RETO A:
Según el texto seleccionado, ¿con qué sello y en qué año se publicó la grabación de Radu Lupu?

TEXTO SELECCIONADO:
↓

Friedrich Gulda se centra en la velocidad y la agilidad, interesado en iluminar la estructura con su fenomenal técnica, falto de expresividad lírica frente a tantos otros. No destaca en sutilezas refinadas, pero articula y frasea espléndido, las texturas tan claras que a veces su piano se acerca (remotamente) a la sonoridad de un fortepiano. La dinámica es amplia, ignorando en ocasiones los límites amables del instrumento (acaso las malas compañías jazzísticas han contaminado su pulsación). La actitud (el riesgo y la pulsión), la independencia rítmica entre las manos, y el tratamiento suelto del rubato proporcionan un toque picante. El sonido del piano es impactante y seco, distorsionado en los pasajes sísmicos (Decca, 1967).





 

Radu Lupu entra en trance para regalarnos su persuasiva visión privada, de estilismo poco convencional, con un magnífico rango dinámico (esporádicamente el requerido por el compositor), toques aterciopelados que rezan significados, y una flexión celibidachiana del pulso básico. La historia comienza en un adagio sostenuto de sensualidad impresionista, y entre suspiros y desvanecimientos erige un edificio con un sorpresivo clímax dinámico. A la moda rusa, desplaza el bajo una octava en los puntales estructurales (cc. 23 y 42) para crear un entorno submarino. Lupu se recompone el vestido y atempera la atmósfera en el allegretto. Sinfónico e impactante presto agitato, orquestado en oleadas que crecen desde los graves y viajan de forma arrolladora, con gran amplitud y tensión emocional. Schubert asoma al fondo del estudio (Decca, 1972).

↑

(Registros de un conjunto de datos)
↓

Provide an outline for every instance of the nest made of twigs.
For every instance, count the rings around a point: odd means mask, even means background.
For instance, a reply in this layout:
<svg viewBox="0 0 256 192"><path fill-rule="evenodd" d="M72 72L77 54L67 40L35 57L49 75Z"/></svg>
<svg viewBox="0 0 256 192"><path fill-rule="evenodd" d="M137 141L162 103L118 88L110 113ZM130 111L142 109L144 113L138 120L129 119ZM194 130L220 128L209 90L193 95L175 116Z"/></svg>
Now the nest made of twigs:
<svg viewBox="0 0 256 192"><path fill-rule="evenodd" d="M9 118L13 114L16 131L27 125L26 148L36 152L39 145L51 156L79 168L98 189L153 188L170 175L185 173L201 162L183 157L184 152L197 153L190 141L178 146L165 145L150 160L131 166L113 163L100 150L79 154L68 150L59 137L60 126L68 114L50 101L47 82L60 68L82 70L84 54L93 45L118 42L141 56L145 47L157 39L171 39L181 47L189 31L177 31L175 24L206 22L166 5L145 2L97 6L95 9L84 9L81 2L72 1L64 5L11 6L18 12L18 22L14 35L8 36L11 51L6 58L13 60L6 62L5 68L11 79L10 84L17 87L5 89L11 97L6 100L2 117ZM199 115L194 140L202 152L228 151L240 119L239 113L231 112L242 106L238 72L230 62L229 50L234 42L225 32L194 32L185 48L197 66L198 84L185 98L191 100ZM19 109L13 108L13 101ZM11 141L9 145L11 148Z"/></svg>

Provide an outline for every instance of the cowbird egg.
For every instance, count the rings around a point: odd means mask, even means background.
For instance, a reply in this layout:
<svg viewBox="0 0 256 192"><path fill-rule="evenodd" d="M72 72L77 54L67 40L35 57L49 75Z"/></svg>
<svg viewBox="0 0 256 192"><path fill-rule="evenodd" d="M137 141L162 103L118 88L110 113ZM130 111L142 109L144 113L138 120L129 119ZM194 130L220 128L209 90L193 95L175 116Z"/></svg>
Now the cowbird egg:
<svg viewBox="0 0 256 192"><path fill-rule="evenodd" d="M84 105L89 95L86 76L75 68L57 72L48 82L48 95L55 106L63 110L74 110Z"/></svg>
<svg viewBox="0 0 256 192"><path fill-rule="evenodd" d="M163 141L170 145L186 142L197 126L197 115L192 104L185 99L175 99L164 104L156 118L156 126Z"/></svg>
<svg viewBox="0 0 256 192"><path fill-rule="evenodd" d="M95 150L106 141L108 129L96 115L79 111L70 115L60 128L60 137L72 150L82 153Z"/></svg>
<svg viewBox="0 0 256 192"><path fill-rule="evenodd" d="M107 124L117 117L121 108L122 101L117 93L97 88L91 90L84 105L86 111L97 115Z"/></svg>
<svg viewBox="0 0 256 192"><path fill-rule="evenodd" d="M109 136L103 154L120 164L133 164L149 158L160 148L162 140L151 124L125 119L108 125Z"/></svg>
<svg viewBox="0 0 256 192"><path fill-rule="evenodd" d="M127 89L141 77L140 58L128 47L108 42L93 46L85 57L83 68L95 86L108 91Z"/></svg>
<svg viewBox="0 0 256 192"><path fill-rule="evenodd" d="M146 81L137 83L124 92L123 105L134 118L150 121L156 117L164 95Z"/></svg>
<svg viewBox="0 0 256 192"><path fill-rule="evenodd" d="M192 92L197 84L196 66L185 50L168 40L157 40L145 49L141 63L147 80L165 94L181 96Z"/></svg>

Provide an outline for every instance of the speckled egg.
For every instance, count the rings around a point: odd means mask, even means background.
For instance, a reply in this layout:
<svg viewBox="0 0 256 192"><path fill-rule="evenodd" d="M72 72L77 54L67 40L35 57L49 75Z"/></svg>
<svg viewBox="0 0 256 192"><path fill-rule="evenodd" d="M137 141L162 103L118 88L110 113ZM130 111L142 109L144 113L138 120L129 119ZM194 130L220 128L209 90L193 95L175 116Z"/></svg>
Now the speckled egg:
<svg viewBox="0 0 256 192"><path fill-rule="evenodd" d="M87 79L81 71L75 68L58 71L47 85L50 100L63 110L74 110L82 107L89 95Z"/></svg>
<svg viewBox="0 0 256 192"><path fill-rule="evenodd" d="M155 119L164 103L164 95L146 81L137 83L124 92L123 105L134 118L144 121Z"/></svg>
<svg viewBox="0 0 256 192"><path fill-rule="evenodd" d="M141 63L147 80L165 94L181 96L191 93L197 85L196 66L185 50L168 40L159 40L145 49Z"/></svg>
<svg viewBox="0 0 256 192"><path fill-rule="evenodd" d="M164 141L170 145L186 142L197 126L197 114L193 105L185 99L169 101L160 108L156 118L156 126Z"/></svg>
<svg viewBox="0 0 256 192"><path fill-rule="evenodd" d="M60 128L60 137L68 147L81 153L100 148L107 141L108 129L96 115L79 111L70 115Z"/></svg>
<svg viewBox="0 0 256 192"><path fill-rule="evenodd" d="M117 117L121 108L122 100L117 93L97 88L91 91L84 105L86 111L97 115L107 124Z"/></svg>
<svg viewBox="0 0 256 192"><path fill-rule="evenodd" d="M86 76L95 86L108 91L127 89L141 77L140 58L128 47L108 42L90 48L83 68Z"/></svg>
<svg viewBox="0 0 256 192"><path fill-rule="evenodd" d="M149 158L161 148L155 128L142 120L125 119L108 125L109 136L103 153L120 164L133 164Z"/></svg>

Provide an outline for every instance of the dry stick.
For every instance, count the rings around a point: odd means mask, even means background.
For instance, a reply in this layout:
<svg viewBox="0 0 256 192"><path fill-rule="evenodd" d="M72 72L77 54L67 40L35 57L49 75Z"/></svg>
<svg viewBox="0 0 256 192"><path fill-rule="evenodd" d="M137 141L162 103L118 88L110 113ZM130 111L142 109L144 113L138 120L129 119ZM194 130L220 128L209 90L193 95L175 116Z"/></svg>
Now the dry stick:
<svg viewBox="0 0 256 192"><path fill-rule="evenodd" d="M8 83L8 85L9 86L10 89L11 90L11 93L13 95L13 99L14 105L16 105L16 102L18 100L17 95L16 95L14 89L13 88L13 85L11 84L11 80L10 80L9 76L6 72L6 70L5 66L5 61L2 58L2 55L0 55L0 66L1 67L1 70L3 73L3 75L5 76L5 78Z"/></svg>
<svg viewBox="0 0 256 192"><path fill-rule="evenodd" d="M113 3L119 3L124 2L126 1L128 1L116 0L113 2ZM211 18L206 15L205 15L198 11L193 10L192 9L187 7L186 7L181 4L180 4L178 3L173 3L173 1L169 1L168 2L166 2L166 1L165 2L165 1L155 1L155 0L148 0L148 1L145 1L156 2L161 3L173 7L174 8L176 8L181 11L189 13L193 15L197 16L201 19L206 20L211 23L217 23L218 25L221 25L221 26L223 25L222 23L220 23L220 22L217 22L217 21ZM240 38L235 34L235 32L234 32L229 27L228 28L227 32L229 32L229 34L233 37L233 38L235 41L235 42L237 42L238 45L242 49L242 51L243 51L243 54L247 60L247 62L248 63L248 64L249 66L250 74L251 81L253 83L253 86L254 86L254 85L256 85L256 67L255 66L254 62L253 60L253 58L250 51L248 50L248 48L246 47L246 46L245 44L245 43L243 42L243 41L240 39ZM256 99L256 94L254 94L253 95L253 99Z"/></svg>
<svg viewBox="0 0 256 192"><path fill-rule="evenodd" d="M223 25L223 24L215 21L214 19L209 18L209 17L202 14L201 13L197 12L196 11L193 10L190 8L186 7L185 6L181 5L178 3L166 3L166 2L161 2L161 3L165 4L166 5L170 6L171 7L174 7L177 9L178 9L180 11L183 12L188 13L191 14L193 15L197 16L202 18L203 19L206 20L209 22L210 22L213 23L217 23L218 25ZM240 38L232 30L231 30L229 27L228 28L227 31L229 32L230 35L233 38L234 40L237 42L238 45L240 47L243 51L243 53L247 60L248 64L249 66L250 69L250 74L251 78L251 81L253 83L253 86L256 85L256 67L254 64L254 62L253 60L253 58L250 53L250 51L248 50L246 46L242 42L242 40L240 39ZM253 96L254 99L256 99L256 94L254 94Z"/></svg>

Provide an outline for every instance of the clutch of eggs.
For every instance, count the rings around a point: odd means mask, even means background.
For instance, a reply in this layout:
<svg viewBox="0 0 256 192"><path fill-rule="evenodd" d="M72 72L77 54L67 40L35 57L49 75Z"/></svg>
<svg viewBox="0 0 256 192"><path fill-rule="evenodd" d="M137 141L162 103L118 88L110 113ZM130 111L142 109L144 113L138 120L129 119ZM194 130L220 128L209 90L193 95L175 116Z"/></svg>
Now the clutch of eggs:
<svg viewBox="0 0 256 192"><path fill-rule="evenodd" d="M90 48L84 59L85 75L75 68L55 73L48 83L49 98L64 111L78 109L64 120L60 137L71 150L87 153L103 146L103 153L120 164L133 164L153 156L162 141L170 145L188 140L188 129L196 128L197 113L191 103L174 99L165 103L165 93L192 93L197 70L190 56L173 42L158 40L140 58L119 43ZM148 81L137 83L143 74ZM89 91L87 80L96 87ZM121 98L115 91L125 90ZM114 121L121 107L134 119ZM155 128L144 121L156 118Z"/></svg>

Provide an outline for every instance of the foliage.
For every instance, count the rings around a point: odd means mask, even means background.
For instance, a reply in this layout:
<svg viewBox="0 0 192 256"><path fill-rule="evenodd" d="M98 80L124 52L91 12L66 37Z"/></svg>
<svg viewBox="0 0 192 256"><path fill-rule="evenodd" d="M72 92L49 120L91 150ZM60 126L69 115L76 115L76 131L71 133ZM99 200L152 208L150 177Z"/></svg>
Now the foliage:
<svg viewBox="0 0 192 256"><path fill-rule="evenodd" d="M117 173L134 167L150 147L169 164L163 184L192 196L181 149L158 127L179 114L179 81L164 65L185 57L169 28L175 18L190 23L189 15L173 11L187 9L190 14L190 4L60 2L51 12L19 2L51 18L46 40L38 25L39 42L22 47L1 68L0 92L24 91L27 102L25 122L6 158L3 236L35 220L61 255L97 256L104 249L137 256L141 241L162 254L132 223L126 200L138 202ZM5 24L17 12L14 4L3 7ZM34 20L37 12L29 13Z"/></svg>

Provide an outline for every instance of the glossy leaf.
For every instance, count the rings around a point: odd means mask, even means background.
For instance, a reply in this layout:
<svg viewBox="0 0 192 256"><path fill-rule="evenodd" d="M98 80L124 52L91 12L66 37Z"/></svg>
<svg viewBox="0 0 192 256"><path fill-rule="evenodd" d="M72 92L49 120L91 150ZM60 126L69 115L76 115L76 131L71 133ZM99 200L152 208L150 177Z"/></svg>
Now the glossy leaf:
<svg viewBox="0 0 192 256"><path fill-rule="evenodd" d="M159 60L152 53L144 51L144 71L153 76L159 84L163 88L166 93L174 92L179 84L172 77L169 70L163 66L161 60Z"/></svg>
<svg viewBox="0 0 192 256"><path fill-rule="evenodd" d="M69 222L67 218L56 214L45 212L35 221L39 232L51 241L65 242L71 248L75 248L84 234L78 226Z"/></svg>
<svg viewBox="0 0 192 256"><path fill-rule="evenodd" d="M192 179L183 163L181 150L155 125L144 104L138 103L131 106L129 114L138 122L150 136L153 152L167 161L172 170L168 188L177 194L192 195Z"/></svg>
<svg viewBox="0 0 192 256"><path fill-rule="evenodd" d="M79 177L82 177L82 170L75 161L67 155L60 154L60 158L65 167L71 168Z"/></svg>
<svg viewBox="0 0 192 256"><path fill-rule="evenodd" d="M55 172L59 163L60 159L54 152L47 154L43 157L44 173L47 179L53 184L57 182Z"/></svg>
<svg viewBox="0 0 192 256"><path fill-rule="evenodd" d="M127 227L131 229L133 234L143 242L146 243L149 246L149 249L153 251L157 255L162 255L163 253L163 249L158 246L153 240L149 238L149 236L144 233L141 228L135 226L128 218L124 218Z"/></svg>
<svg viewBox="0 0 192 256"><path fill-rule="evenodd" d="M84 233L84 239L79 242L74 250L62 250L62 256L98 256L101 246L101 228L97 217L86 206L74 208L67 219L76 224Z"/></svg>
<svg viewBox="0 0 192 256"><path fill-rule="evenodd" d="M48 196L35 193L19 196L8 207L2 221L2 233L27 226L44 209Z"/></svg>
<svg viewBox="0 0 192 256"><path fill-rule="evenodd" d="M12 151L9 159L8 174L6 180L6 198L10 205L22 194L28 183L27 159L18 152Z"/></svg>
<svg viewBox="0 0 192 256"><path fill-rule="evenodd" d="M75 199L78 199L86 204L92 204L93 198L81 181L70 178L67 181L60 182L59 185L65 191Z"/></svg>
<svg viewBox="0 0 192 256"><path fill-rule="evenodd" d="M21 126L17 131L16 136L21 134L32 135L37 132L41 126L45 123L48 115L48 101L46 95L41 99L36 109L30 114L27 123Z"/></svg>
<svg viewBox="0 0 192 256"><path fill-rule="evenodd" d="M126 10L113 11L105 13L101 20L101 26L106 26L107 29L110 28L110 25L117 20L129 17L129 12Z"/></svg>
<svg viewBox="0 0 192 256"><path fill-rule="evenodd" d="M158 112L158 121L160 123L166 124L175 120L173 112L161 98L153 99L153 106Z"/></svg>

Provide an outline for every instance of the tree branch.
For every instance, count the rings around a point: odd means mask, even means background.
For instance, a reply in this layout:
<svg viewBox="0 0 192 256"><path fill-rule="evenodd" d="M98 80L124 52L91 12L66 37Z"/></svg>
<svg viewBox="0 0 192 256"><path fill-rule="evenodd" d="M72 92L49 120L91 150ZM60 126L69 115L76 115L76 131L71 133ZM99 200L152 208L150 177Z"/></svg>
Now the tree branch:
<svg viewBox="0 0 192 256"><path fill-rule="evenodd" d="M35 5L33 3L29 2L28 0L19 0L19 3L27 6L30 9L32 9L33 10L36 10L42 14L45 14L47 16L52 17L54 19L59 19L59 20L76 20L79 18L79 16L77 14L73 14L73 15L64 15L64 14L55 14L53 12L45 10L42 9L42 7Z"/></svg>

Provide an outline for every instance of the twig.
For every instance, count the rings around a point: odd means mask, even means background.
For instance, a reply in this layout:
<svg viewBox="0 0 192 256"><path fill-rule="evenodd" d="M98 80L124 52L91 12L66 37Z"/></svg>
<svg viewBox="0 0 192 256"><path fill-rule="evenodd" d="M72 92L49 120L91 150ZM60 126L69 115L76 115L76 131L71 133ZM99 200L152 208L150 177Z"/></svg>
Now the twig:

↑

RETO B:
En los registros, desde la línea con "Provide an outline for every instance of the speckled" hasta la línea con "128L60 137L68 147L81", renombra "speckled" como "spotted". Devuelve solo esas líneas, sin ningún otro cambio.

SALIDA COMPLETA A:
Decca, 1972.

SALIDA COMPLETA B:
Provide an outline for every instance of the spotted egg.
For every instance, count the rings around a point: odd means mask, even means background.
For instance, a reply in this layout:
<svg viewBox="0 0 256 192"><path fill-rule="evenodd" d="M72 72L77 54L67 40L35 57L49 75Z"/></svg>
<svg viewBox="0 0 256 192"><path fill-rule="evenodd" d="M137 141L162 103L118 88L110 113ZM130 111L142 109L144 113L138 120L129 119ZM194 130L220 128L209 90L193 95L175 116Z"/></svg>
Now the spotted egg:
<svg viewBox="0 0 256 192"><path fill-rule="evenodd" d="M87 79L81 71L75 68L58 71L47 85L50 100L63 110L74 110L82 107L89 95Z"/></svg>
<svg viewBox="0 0 256 192"><path fill-rule="evenodd" d="M155 119L164 103L164 95L146 81L137 83L124 92L123 105L134 118L144 121Z"/></svg>
<svg viewBox="0 0 256 192"><path fill-rule="evenodd" d="M141 63L147 80L165 94L181 96L191 93L197 85L196 66L185 50L168 40L159 40L145 49Z"/></svg>
<svg viewBox="0 0 256 192"><path fill-rule="evenodd" d="M164 141L170 145L186 142L197 126L197 114L193 105L185 99L169 101L160 108L156 118L156 126Z"/></svg>
<svg viewBox="0 0 256 192"><path fill-rule="evenodd" d="M60 128L60 137L68 147L81 153L100 148L107 141L108 129L96 115L79 111L70 115Z"/></svg>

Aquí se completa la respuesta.